- _Required task_
Lay out every line of the records below as a Markdown table with the columns "Row" and "Line", numbering the rows and skipping blank lines. Leave the pictures out of the table.

- _The records_

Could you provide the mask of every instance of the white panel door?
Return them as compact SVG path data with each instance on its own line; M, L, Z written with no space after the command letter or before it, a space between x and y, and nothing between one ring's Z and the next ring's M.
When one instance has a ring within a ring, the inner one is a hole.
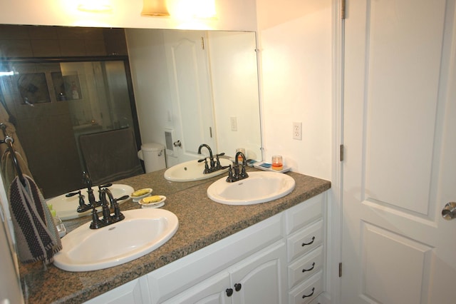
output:
M176 163L201 158L197 154L202 143L214 153L214 110L207 54L202 39L205 33L199 31L166 31L165 48L170 73L172 100L173 141ZM204 153L207 151L203 149ZM209 155L207 153L207 155ZM168 158L169 159L169 158ZM174 163L174 162L173 162ZM174 163L172 163L174 164Z
M347 0L342 303L454 303L455 0Z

- _Complete output_
| Row | Line |
|---|---|
| 1 | Could you provide the mask of every instance of the white panel door? |
| 2 | Return them as compact SVG path data with each instance on its own line; M, L, Z written with no space after the command letter or before it, a space between x and y, and nothing between one ring's Z and the next ring's M. |
| 3 | When one instance has a ring within a ring, the inner one is a hole. |
| 4 | output: |
| 5 | M176 163L201 158L197 154L202 143L214 153L214 110L207 54L202 39L205 33L199 31L166 31L165 48L170 73L172 100L173 141ZM204 153L207 151L203 149ZM209 155L207 153L207 155ZM168 158L169 159L169 158ZM174 163L174 162L173 162ZM174 163L172 163L174 164Z |
| 6 | M347 0L342 303L454 303L455 0Z |